Cluedo: It Was Gordon Brown In The Surgery With A Spreadsheet.




Gordon Brown - Prime Minister from The Dark Side (Image source)

Not so long ago Machiavelli blog commented on the planned closures of A & E units and specialist children's facilities as part of the Governments drove to "make the NHS more efficient and give patients more choice." We thought nothing the Department of Health And Bean Counting could do would leave us more gobsmacked than a blatant attack on sick children.

Now we learn that in the interests of efficiency (i.e. saving a few quid) people recovering from major operations will not routinely have follow up appointments with the consultants who treated them but will be referred to their G.P.s
Its true that many follow up appointments are routine and do not require the involvement of a consultant. This is why (and I speak from experience) most follow up appointments at hospitals are conducted by registrars and junior doctors.

While not having attained the highest level these doctors will be specialists in their field and will have daily briefings with their supervisors during which concerns can be raised.

Can we really believe that a G.P. no matter how competent and committed can deal with orthopaedic, cardio-vascular, neurological and oncological cases all in the same day. And if that were realistic, are G.Ps not under enough pressure already from the workload imposed by ever more demanding patients and an implacable bureaucracy?

The Government counters all logical arguments by citing cost, efficiency and "the widening of patients choice" as its justifications. What is really going on however is the withdrawal of an important layer of patient care and an important learning process from the next generation of doctors.

And this LABOUR government led by Prime Minister Gordon Brown, the man who murdered the British economy (in the study, with a spreadsheet) has the gall to tell us they are doing us a favour by making it possible for us to choose in which dirty, cash strapped hospital we get third rate care from inadequately trained staff. And the most scary thing of all about it is thirty per cent of the electorate would still vote for them.

■ EXCERPTED RECORDS ■
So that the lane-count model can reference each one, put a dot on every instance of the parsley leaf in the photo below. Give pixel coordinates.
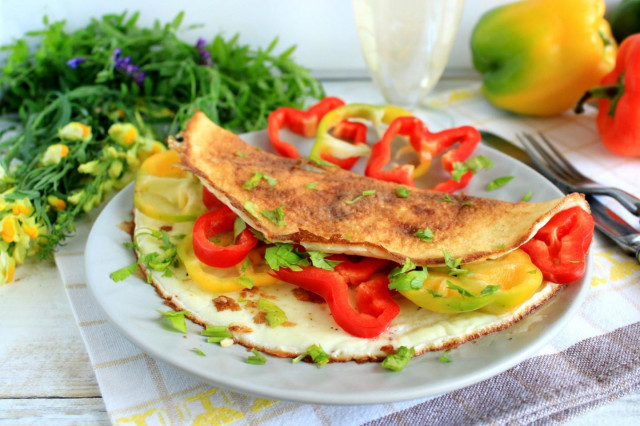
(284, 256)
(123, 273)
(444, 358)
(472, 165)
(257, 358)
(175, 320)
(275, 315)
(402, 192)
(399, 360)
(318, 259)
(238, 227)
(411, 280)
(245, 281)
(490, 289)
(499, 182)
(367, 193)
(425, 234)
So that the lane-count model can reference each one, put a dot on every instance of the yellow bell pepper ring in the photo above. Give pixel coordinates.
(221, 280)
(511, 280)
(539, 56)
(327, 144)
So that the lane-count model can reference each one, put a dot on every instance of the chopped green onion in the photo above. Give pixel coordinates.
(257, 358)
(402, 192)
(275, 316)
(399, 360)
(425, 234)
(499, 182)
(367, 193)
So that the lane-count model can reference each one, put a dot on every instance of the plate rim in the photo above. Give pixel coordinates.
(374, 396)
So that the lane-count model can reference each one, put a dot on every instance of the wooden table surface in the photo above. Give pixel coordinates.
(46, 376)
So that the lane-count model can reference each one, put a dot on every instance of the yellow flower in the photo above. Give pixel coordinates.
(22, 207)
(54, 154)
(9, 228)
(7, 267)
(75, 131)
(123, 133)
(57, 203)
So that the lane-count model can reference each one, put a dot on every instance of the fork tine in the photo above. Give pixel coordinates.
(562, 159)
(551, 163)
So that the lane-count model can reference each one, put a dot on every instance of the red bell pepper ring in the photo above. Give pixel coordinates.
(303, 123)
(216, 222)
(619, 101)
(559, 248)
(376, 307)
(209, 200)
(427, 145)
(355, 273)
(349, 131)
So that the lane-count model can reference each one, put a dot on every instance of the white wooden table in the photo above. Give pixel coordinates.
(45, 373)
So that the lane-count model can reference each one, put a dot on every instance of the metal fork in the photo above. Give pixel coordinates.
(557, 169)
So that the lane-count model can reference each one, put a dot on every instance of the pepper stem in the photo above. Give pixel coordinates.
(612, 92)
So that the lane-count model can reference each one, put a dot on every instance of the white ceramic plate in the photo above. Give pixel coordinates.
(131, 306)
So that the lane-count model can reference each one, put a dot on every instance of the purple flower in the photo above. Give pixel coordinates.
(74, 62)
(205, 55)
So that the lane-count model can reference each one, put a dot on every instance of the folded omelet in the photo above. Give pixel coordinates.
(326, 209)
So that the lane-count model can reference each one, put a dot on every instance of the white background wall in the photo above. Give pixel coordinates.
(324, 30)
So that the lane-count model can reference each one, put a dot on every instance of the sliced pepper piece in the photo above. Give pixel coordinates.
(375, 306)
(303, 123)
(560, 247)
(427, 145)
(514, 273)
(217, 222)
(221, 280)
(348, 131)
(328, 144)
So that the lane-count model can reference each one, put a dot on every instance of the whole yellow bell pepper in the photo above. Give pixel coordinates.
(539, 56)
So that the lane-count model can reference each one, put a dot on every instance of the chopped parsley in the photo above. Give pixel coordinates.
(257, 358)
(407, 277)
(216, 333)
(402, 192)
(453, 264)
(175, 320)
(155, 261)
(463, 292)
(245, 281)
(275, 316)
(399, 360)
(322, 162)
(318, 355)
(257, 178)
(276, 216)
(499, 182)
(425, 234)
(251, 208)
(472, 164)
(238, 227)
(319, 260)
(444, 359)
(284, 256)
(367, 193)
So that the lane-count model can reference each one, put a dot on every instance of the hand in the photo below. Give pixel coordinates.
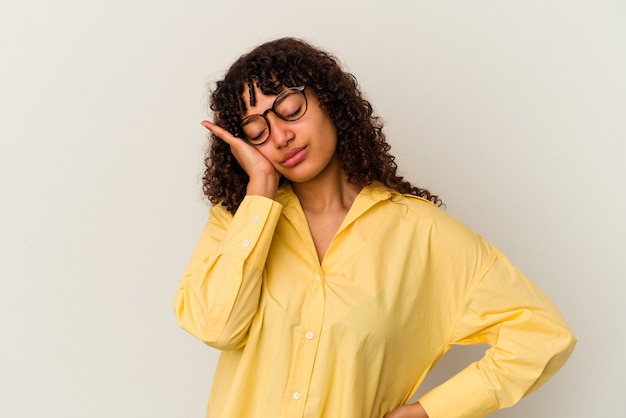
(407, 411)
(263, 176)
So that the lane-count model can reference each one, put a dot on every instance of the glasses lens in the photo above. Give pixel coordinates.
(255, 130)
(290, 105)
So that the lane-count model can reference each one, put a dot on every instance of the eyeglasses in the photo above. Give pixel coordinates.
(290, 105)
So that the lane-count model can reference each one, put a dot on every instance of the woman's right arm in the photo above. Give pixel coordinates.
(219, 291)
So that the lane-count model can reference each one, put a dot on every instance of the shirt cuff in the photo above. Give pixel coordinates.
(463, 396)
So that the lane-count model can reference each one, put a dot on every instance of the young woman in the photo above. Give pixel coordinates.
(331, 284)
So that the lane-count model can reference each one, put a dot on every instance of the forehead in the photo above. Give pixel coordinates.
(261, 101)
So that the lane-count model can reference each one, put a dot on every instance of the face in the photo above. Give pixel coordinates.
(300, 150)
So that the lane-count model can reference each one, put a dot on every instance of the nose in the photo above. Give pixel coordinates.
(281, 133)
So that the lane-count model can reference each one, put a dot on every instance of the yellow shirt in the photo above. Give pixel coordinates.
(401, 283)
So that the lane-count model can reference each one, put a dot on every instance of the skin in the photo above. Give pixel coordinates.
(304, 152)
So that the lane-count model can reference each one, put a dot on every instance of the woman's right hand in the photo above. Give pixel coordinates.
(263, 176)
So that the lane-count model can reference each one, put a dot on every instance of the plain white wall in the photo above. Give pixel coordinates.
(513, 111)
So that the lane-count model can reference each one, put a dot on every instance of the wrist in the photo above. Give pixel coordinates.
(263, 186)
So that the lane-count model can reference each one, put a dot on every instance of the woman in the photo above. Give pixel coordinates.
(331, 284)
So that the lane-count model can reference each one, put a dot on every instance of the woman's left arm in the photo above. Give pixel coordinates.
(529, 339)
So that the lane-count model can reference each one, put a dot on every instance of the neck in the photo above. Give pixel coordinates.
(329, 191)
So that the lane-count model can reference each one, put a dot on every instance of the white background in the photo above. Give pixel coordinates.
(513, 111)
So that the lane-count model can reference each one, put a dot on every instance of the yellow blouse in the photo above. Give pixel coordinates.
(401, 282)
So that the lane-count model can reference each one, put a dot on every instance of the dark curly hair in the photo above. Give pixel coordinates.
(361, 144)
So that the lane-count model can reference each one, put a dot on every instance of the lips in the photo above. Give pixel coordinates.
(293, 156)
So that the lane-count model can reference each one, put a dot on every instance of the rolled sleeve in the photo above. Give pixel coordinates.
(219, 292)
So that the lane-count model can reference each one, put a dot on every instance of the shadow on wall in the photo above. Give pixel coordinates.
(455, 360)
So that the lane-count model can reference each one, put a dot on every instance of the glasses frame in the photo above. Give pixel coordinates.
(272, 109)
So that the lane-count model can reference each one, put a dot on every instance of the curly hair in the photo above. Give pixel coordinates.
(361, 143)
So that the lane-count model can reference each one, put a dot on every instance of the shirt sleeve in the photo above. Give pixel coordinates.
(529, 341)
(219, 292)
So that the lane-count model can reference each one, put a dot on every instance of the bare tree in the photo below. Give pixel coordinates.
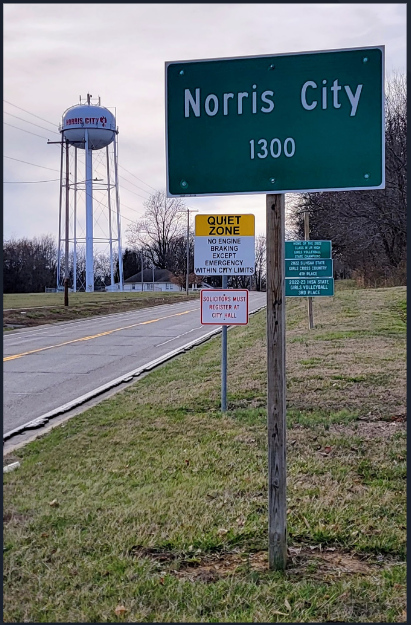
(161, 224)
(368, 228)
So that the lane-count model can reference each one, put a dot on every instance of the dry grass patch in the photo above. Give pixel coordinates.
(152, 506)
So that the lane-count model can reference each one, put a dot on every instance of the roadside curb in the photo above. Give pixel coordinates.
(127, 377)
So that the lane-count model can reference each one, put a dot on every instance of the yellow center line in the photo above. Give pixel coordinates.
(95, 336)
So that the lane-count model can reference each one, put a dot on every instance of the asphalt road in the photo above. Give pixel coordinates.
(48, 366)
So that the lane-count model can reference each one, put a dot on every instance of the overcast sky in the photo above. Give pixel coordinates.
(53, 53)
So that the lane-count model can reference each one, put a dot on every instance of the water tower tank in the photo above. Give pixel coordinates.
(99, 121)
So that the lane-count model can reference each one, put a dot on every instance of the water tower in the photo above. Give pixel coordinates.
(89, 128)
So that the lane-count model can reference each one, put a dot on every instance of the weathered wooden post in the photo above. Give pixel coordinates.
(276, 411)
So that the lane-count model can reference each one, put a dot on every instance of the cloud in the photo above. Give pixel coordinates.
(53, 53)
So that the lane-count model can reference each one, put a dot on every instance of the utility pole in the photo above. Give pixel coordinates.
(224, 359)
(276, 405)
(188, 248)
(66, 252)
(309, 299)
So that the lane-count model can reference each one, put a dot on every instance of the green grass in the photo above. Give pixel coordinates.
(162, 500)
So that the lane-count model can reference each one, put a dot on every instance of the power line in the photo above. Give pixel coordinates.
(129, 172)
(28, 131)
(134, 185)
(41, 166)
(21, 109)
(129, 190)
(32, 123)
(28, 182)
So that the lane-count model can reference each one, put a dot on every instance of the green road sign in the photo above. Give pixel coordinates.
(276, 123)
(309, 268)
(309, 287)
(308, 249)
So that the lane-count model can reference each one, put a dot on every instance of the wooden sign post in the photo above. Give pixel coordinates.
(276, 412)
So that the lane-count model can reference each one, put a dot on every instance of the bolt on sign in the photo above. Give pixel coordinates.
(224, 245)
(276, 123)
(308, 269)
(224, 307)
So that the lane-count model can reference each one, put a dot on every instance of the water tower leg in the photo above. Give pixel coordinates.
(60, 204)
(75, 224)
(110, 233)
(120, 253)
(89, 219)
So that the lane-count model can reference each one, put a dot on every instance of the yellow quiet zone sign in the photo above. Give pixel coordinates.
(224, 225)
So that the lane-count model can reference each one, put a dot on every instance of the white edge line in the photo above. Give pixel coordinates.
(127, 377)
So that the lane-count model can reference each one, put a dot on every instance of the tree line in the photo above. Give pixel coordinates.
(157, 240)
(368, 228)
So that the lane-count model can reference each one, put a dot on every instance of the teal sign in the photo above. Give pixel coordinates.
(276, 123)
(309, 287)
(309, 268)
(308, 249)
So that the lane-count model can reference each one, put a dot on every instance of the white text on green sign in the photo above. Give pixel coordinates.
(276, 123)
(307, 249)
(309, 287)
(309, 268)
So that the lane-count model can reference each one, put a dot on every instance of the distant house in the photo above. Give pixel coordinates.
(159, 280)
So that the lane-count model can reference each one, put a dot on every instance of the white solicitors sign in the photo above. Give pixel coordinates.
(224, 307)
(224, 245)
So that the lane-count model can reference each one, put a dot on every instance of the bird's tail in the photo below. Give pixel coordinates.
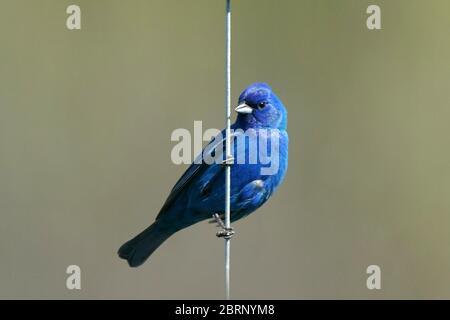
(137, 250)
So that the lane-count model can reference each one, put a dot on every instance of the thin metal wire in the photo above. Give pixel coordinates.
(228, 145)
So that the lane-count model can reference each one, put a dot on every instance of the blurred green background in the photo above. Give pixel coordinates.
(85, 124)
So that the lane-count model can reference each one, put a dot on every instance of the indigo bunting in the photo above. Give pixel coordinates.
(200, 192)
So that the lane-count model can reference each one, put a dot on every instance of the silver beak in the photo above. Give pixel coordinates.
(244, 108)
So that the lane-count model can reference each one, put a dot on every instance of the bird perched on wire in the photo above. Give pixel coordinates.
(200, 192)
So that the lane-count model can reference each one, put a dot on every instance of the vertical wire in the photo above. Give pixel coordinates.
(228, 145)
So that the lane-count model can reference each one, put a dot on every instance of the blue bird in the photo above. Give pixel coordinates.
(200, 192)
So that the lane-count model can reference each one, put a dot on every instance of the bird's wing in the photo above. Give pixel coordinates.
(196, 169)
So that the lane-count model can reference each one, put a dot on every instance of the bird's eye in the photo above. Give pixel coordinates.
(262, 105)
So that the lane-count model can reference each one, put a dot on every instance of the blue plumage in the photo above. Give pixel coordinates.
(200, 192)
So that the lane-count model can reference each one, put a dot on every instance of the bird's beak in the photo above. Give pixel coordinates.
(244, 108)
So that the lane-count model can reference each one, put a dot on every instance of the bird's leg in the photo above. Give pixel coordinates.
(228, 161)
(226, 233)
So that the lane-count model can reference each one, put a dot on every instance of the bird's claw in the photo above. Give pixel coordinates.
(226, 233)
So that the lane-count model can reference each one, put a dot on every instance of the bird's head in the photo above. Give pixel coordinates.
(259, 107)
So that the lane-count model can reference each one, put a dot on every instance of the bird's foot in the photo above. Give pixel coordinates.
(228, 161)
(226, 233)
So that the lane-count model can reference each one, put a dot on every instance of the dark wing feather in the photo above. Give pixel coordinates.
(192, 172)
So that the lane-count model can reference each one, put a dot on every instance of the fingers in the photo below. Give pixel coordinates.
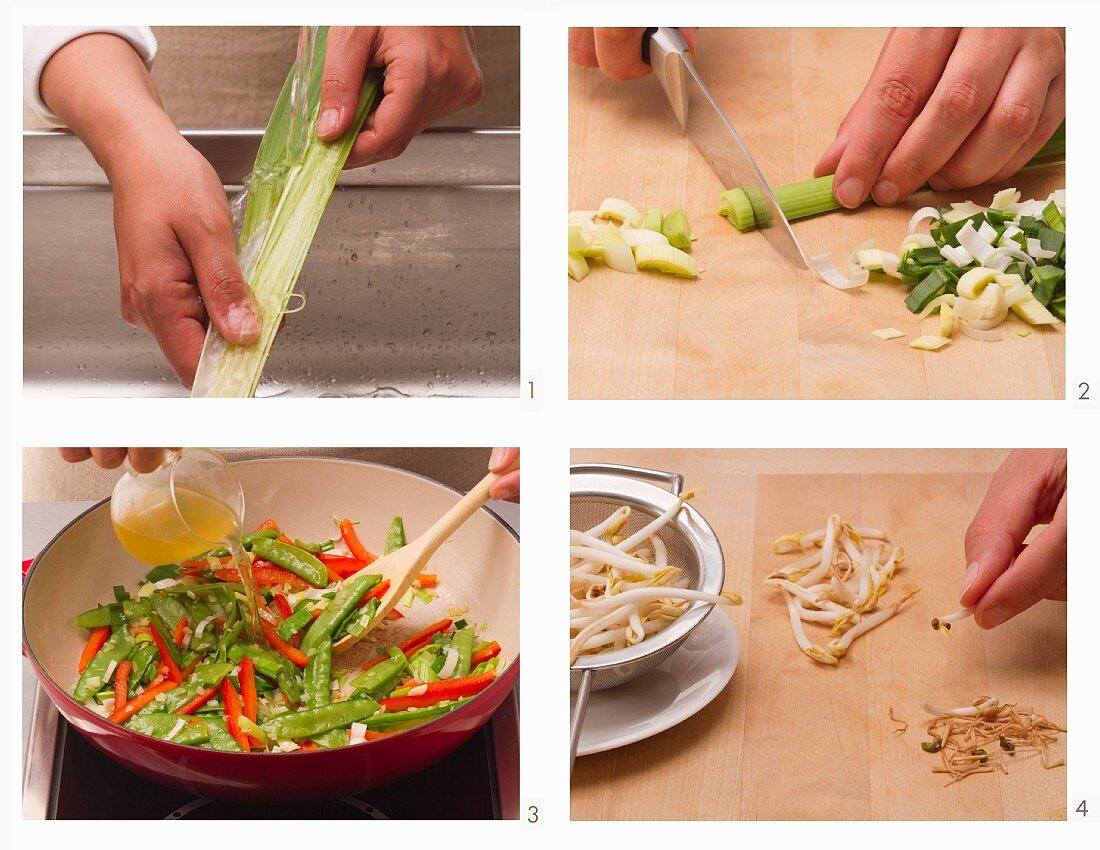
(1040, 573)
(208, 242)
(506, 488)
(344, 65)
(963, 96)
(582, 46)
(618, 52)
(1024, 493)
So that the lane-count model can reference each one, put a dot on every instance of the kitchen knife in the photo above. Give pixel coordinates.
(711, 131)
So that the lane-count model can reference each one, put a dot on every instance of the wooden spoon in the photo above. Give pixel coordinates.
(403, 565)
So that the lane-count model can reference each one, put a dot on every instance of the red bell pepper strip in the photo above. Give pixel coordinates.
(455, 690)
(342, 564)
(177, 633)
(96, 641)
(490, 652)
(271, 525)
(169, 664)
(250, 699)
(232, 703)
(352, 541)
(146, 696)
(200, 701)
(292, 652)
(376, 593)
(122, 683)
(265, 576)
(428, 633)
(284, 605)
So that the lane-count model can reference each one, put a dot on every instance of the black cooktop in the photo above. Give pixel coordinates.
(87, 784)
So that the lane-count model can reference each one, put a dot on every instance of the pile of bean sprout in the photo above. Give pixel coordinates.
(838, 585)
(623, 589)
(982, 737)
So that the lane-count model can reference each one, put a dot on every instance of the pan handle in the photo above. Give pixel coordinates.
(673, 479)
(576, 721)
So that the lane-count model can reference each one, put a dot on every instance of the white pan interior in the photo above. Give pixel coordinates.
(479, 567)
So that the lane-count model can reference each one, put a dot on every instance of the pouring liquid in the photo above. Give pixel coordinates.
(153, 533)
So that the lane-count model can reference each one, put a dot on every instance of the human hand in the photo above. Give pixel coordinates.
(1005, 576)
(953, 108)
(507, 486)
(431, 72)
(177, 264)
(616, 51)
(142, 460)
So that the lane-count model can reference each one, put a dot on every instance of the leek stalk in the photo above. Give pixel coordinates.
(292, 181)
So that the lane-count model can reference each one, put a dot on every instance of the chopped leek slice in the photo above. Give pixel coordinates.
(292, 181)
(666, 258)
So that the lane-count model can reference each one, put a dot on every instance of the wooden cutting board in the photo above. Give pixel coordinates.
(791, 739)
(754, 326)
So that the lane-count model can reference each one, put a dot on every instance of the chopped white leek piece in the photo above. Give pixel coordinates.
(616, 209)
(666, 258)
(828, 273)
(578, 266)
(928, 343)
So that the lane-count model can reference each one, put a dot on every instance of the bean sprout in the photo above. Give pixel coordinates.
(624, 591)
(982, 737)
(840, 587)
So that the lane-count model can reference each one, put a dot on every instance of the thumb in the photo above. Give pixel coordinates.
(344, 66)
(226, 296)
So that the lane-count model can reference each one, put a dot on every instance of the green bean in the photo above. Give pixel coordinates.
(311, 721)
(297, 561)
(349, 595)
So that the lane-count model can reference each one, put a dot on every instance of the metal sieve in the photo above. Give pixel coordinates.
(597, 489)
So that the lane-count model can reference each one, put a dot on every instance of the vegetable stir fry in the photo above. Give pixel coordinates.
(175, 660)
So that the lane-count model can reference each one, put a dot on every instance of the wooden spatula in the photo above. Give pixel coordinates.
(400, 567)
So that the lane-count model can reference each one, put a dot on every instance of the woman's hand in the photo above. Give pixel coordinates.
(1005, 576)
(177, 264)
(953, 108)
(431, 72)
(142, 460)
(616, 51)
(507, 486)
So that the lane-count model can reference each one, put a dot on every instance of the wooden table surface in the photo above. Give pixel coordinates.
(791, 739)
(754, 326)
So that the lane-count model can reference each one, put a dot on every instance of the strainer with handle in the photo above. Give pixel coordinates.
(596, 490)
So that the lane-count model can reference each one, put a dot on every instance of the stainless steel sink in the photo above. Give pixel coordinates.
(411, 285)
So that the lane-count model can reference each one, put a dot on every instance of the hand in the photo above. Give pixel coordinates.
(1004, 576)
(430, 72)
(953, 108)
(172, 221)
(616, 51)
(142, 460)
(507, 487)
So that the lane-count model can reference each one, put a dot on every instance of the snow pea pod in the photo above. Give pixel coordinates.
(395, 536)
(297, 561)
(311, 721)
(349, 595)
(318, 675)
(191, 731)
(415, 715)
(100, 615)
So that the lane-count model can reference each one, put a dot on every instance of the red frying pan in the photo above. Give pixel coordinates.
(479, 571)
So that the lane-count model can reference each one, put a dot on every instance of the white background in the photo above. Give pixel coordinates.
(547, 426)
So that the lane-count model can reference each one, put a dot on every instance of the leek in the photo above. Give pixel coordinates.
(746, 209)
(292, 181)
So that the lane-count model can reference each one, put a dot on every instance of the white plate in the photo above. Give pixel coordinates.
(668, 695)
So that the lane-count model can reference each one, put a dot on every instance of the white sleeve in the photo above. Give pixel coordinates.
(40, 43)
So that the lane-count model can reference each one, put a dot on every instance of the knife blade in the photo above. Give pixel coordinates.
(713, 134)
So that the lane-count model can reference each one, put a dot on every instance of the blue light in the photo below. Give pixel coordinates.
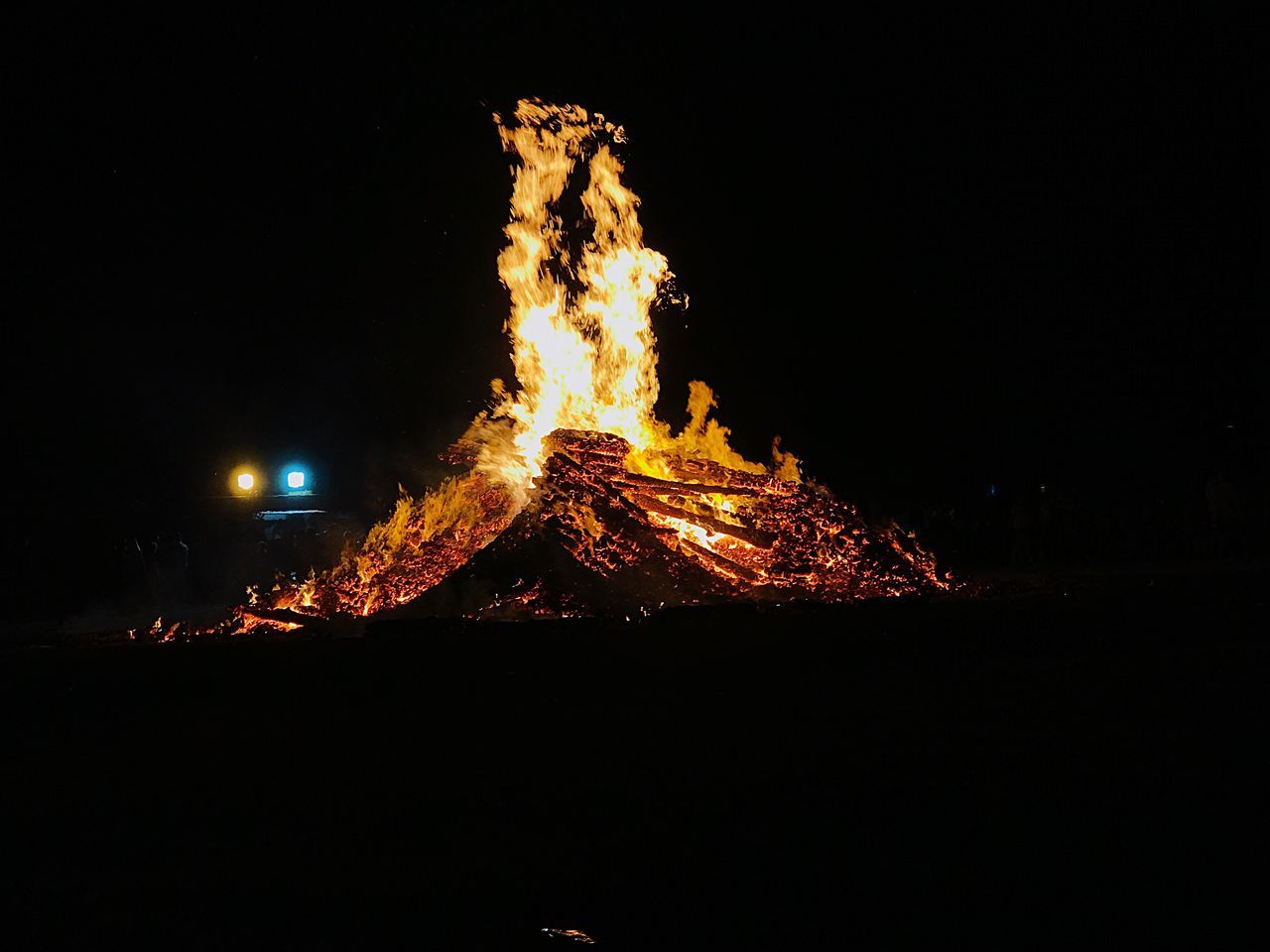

■ WHAT IS BEING ASKED ■
Reproduce the stretch of the blog post on NHS follow-up care from "While not having" through "can be raised.", keeping every word and mark unchanged.

■ YOUR SOLUTION ■
While not having attained the highest level these doctors will be specialists in their field and will have daily briefings with their supervisors during which concerns can be raised.